● What is needed
Retype all of the data exactly as given.

● Records to process
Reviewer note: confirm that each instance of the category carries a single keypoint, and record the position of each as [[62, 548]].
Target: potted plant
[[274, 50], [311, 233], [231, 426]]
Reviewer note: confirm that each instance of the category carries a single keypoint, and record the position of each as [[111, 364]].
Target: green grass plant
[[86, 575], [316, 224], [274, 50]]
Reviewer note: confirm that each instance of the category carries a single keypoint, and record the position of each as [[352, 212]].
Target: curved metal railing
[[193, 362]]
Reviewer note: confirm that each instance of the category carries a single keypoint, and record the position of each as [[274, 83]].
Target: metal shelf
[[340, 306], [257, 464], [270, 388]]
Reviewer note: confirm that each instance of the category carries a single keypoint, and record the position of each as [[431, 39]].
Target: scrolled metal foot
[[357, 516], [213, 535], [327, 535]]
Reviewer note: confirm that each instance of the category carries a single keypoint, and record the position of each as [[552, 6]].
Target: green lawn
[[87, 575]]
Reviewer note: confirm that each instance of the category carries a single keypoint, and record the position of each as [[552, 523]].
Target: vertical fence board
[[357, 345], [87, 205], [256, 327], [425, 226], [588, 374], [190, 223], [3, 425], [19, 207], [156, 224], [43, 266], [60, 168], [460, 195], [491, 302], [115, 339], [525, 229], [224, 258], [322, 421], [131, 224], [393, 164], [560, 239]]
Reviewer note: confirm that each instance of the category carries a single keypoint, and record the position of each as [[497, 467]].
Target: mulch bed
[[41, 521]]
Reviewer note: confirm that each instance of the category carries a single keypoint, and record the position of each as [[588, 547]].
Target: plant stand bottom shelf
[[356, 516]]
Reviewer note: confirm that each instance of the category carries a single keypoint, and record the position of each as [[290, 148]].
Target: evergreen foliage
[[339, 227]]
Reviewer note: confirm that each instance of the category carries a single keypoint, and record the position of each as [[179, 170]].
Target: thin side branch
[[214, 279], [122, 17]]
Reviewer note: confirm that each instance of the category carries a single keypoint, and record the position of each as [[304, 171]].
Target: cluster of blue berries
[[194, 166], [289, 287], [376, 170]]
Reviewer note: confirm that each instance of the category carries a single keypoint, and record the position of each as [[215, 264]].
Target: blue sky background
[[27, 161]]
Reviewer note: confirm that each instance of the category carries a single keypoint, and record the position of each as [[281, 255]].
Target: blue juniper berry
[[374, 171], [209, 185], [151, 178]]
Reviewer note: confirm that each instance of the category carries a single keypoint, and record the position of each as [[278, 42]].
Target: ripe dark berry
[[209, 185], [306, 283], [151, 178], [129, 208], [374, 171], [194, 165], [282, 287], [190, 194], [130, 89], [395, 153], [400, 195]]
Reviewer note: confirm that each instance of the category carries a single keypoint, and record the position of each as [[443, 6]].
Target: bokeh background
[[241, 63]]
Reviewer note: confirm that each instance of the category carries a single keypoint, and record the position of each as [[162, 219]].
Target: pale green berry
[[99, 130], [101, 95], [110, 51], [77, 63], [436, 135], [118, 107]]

● Result
Reviewer note: confirm that each instance of the category carries a single keypoint, and record the position of each as [[62, 548]].
Target: potted plant
[[274, 50], [311, 233], [231, 426]]
Reviewer note: confirm that each instance of the category carries a single keypoint, and record the position of each as [[111, 364]].
Target: green grass plant
[[86, 575], [316, 224], [274, 50]]
Reviewer note: confirm that each instance of the category carries a single keypoint, and record the position of each as [[352, 212]].
Target: curved metal railing
[[193, 362]]
Reviewer note: confirm that each instance of the category carries a single keypoint, and record the position of each as [[274, 83]].
Target: metal shelf
[[340, 306], [257, 464], [270, 388]]
Reviewer note: confirm that each instance of the category carries a single keypoint, and record the position of each as [[431, 39]].
Target: scrolled metal foot
[[357, 516], [213, 535], [327, 535]]
Reviewer note: confirm that each instance of the category carries a single keypoint, and record the position of each as [[552, 6]].
Target: green lawn
[[87, 575]]
Reviewer note: confirm that each instance of the category carries a single keypoint, and record the position of each as [[552, 523]].
Target: vertical fence board
[[357, 345], [87, 205], [256, 327], [425, 226], [588, 374], [190, 223], [3, 425], [19, 207], [156, 224], [43, 266], [60, 168], [460, 195], [491, 302], [115, 339], [525, 229], [224, 258], [322, 421], [131, 224], [393, 164], [560, 239]]
Reviewer note: confirm that each instance of the category carries a single keypoint, and record the position of each as [[497, 467]].
Target: mulch bed
[[41, 521]]
Reviewer note: confirm that each instance of the category carries a single keypoint, and record the position of each as [[588, 547]].
Target: plant stand bottom shelf
[[356, 516]]
Reviewer note: confirm that each instance of the category carries a single keypoint, and record the position of each as [[290, 148]].
Target: evergreen foliage
[[339, 227]]
Reviewer note: confirm that each instance of the category carries a single keypoint, and record the position of each as [[179, 170]].
Target: thin side branch
[[214, 279], [122, 17]]
Reviewer note: confirm that each instance of the category carries a single keypoint, and record the position of each as [[304, 171]].
Target: cluster of blue berries
[[194, 166], [289, 287], [376, 170]]
Reviewer note: confirm that each instance of the category carries a single keypoint, and record the position of each as [[215, 264]].
Target: blue sky background
[[27, 161]]
Reviewer note: confirm that each instance of the category carries a single keypoint, and record the position of each as [[281, 255]].
Target: blue juniper berry
[[374, 171], [209, 185], [151, 178]]
Reviewer note: confirm that each instance of the category carries a single keypoint, and record the position of each as [[278, 42]].
Target: ripe dark berry
[[209, 185], [306, 283], [151, 178], [129, 208], [374, 171], [194, 165], [282, 287], [190, 194], [130, 89], [395, 153], [400, 195]]
Reviewer note: confirm that each instance of the category carries a single keypoint, and record the position of each as [[443, 6]].
Target: bokeh background
[[241, 63]]
Reviewer note: confirm that each instance of the category carries a single keypoint, and record the position of each as [[162, 219]].
Target: pale green berry
[[99, 130], [101, 95], [110, 51], [77, 63], [436, 135], [118, 107]]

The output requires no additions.